▶ Your objective
Starting from the line in which "Expected: one point per instance of the decorative" appears, output every line down to the last line of the data below, exactly and without anything more.
──────── Recorded data ────────
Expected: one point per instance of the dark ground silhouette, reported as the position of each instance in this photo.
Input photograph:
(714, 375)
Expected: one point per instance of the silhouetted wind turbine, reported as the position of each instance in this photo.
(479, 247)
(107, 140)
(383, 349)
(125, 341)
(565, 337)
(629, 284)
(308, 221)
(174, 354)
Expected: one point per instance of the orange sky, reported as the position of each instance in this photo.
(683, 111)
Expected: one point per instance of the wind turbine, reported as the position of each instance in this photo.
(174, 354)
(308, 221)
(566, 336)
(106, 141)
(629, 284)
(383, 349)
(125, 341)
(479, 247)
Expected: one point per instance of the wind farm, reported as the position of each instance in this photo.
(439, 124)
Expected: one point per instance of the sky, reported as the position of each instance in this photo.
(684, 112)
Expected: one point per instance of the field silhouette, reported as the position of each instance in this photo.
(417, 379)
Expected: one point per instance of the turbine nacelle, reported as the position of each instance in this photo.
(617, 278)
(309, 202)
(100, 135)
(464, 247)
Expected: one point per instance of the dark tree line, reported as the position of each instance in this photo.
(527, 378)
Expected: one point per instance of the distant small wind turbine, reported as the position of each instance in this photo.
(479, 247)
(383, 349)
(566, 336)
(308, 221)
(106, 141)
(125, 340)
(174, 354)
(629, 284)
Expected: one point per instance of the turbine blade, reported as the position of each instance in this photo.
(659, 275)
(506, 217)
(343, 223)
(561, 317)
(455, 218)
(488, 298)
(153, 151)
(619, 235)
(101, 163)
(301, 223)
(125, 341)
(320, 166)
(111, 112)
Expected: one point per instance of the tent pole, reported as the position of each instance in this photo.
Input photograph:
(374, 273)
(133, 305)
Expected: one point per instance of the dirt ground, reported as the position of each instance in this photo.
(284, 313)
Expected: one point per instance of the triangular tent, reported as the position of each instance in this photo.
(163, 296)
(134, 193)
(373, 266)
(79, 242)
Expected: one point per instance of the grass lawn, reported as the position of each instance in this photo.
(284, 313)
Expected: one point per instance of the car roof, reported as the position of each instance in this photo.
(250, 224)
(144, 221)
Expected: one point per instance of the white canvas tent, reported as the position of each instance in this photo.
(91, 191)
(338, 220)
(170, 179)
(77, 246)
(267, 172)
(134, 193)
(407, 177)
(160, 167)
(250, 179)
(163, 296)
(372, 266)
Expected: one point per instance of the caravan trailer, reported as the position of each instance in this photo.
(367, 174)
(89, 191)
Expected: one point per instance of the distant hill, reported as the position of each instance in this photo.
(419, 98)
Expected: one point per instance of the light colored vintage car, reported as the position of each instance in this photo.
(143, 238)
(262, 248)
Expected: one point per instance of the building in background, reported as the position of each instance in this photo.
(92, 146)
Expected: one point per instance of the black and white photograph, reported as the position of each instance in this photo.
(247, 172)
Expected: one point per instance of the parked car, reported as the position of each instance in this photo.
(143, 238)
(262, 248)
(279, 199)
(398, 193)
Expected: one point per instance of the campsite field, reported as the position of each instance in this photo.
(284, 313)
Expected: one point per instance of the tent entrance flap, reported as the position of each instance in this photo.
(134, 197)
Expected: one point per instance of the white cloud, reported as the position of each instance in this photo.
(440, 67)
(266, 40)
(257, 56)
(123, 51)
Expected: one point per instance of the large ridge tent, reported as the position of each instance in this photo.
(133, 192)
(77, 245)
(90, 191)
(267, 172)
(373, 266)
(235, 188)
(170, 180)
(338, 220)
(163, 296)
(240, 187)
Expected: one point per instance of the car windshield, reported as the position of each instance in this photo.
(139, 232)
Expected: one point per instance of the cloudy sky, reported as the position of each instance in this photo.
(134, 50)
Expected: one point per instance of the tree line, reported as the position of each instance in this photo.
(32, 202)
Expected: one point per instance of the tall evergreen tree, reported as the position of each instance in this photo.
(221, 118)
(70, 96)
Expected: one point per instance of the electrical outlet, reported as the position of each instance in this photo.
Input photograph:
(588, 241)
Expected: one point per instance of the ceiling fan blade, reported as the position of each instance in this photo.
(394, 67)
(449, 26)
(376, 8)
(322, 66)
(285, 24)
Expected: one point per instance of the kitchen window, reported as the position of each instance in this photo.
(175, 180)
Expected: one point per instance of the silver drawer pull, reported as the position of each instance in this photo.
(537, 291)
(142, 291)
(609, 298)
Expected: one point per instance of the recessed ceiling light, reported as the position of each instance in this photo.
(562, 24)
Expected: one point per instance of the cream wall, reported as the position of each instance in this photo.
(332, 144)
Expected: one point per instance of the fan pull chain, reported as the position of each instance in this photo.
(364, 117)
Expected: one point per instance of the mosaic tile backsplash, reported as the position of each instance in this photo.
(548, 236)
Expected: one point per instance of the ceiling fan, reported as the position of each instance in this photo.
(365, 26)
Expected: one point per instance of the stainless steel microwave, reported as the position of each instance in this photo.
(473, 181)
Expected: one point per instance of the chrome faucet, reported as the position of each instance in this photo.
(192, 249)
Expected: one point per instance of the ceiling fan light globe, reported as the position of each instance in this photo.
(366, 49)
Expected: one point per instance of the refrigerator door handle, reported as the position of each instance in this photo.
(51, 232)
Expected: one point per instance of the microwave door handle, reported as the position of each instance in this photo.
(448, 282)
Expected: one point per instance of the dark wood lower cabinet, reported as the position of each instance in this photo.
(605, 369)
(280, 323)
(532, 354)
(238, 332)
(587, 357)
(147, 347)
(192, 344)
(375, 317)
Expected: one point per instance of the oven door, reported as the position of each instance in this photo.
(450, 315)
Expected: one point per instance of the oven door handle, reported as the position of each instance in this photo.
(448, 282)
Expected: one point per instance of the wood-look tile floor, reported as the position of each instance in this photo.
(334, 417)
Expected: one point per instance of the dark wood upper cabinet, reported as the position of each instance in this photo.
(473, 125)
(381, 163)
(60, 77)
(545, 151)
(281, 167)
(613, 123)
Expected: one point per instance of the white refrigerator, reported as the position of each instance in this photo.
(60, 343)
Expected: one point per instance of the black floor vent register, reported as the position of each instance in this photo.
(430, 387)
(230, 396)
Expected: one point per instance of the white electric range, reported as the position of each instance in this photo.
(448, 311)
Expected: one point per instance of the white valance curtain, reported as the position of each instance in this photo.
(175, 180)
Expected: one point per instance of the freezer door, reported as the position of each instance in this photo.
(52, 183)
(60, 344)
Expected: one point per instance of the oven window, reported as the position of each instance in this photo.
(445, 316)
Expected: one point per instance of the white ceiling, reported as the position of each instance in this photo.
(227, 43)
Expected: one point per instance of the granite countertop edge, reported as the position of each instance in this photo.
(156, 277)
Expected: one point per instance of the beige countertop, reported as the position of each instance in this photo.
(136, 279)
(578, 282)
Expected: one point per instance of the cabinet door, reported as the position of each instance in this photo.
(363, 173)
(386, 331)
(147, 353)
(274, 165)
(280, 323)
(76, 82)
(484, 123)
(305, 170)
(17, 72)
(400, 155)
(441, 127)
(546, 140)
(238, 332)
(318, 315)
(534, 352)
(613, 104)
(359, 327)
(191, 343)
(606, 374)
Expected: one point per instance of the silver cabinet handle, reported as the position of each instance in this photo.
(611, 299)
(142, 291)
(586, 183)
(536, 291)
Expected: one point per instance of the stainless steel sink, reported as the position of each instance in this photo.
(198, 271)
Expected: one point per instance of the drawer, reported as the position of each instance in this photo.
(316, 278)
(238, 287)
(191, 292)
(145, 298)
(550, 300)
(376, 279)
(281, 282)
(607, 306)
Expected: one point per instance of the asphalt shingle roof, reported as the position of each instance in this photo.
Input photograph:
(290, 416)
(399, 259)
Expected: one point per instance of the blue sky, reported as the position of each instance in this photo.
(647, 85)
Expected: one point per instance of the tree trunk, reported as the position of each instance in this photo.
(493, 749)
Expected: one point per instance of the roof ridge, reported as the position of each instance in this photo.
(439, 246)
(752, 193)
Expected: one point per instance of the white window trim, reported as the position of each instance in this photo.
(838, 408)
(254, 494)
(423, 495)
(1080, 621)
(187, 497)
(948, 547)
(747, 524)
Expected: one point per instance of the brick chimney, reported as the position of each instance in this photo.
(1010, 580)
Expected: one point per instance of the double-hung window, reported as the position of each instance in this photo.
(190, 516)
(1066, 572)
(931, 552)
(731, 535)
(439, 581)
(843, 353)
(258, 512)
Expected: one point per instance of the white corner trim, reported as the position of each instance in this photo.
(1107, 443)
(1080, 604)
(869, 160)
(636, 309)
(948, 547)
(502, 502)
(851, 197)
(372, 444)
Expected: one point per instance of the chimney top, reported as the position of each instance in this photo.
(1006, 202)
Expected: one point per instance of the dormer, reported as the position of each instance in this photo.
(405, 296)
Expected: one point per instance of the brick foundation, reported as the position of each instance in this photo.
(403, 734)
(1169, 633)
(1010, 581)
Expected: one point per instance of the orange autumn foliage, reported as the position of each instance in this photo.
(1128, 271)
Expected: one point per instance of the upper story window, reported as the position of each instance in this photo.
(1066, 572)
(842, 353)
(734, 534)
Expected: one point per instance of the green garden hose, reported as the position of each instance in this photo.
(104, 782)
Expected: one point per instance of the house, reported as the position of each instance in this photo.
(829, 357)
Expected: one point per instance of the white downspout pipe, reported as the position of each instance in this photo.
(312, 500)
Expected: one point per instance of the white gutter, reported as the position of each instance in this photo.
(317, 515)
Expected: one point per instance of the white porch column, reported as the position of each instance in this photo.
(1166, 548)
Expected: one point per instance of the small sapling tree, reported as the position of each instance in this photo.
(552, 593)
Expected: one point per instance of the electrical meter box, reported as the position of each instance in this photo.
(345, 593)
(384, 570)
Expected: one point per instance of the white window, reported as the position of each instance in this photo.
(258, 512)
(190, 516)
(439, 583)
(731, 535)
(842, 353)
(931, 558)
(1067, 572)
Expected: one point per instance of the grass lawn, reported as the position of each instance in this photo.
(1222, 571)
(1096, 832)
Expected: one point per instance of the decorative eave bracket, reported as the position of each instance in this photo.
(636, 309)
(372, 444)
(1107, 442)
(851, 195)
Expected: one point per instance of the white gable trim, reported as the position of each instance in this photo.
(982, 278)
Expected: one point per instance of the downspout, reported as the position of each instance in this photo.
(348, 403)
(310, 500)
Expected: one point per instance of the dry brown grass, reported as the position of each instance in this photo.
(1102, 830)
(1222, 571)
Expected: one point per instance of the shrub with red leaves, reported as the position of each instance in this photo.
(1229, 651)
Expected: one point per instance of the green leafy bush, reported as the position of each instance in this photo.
────────
▶ Result
Expected: one point per instance of the decorative eave bracket, reported as the position of each instance in this photo.
(636, 309)
(372, 444)
(1107, 442)
(851, 195)
Expected: one point per instance of the white gable trim, reported as the position of each instance in this photo.
(982, 278)
Expected: one point per instance of the downspout, reported as the position of each instance in this photo.
(348, 403)
(310, 500)
Expected: one point per instance of the dry brown grass, reported as the position of each instance in this photo.
(1102, 830)
(1222, 571)
Expected: one point per instance of the shrub with red leaves, reported as the position of each instance in this photo.
(1229, 651)
Expected: one point per instance of the green leafy bush, reported as the position of each instance in this photo.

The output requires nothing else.